- Required task 1:
Recast the records as a Markdown table with the columns Row and Line, covering the line with "Target: person in white shirt background" through the end of the records and leaving out blank lines.
- Required task 2:
Continue the text on reinforcing balsa fins with glued paper from where it stops.

- Source text:
————
Now people who reinforce balsa by gluing paper on with white glue warn about the moisture in the glue causing the fins to warp, but that is because they apply the glue to the fin surface, and then stick the paper onto it. What I did instead was to spread the glue onto the paper, and then stick the fin down onto the paper. Applying the glue in a thin, smooth layer makes it similar to self-adhesive address label stock. I took the sheet of freezer paper and taped it, shiny side down, onto a smooth table. Then I applied a thick bead of white glue to the edge of a craft stick, and used it squeegee-style to spread a thin, even coat of glue onto a section of the paper that was just larger than the fin. Then I pressed one side of the fin down onto the glue-bearing surface. After doing this for all three fins, I did place a light book over all of them, just in case the paper decided to wrinkle (it didn't).
————
- Material supplied:
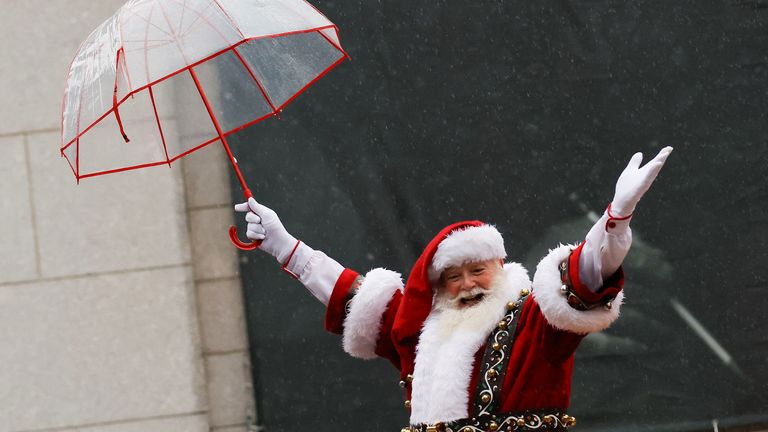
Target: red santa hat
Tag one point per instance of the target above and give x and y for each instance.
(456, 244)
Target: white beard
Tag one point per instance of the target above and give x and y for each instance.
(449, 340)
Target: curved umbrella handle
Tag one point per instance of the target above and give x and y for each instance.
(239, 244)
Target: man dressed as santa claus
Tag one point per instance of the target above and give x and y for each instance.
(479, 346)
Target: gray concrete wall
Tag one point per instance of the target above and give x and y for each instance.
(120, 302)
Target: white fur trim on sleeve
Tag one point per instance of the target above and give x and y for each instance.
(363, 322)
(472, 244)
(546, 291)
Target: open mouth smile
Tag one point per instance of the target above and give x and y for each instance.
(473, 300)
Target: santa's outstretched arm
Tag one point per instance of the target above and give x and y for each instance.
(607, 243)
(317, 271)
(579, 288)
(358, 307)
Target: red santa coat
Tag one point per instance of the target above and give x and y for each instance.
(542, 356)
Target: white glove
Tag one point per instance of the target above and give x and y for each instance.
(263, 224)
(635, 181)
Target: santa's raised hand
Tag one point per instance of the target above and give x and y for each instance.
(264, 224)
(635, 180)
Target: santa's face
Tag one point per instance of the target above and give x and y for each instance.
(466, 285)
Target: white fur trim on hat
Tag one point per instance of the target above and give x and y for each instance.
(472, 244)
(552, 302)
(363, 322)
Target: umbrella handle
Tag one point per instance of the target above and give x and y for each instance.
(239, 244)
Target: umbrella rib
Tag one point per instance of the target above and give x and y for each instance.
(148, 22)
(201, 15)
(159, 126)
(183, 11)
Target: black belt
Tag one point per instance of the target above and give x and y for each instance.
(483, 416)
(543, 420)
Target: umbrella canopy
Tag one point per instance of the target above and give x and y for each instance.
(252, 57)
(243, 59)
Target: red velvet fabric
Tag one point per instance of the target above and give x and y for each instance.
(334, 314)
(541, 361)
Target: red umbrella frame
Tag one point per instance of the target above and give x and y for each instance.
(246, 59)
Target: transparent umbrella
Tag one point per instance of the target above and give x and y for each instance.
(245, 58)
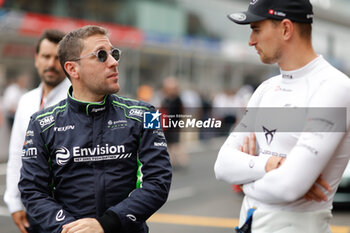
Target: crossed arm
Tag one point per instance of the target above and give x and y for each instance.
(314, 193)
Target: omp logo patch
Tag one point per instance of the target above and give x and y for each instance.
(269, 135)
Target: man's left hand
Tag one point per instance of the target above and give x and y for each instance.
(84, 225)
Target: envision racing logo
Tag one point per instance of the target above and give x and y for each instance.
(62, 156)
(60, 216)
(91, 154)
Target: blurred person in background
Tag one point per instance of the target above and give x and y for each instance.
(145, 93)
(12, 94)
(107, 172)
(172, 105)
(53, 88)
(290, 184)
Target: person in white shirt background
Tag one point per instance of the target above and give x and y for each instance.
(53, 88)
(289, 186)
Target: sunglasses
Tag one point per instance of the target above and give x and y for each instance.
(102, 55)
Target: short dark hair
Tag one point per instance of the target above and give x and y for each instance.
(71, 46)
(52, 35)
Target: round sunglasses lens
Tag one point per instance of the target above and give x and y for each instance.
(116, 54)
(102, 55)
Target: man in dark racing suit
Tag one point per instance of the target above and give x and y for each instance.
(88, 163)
————
- Exercise output 1:
| Row | Line |
|---|---|
| 1 | Target: person in white shirt background |
| 2 | Tag one point per instance of the target above and give x and y for each instance. |
| 3 | (53, 88) |
| 4 | (289, 186) |
| 5 | Target: sunglasses |
| 6 | Tag one point per instance of the target above and give x and y for each instance. |
| 7 | (102, 55) |
| 8 | Target: short dark hair |
| 9 | Tag one point per instance of the target above and give x and y for each instance. |
| 10 | (71, 46) |
| 11 | (52, 35) |
| 12 | Target: round sunglasses lens |
| 13 | Tag one point per instance of the target above and give x and y for each instance. |
| 14 | (116, 54) |
| 15 | (102, 55) |
| 16 | Target: man in dark racing suit |
| 17 | Tag one point per instance of the target above and give x and y for each instance. |
| 18 | (88, 163) |

- Exercise output 2:
When the glue was set an hour later, I cut around each fin with scissors, leaving a bit of margin around each one. Then I repeated the process to adhere the freezer paper to the other side. I placed a book onto top of them (again, I'm not sure if this was really necessary) and left them overnight. Again I cut around them to free them from the paper.

Finally I fitted my craft knife with a new blade and carefully cut off the fringe of paper from each fin. The result was three strong and warp-free but very lightweight fins with sealed smooth surfaces that were ready for priming and painting, once I had attached them to my rocket. I did apply water-thin CA to all of the edges except the root edge in order to seal the edges of the paper as insurance that they wouldn't subsequently lift up.

MarkII

Hey, I LIKE that Mark!!

Got a pic of the paper box (and rocket)?? I'd like to get some of this stuff and play around with it... :)

How'd the paint bond to the coating?? Just wonder because some of those plastic coatings on stuff can be kinda waxy and paint doesn't really like that... (polyethylene??)

Later and kudos on a great idea! OL JR :)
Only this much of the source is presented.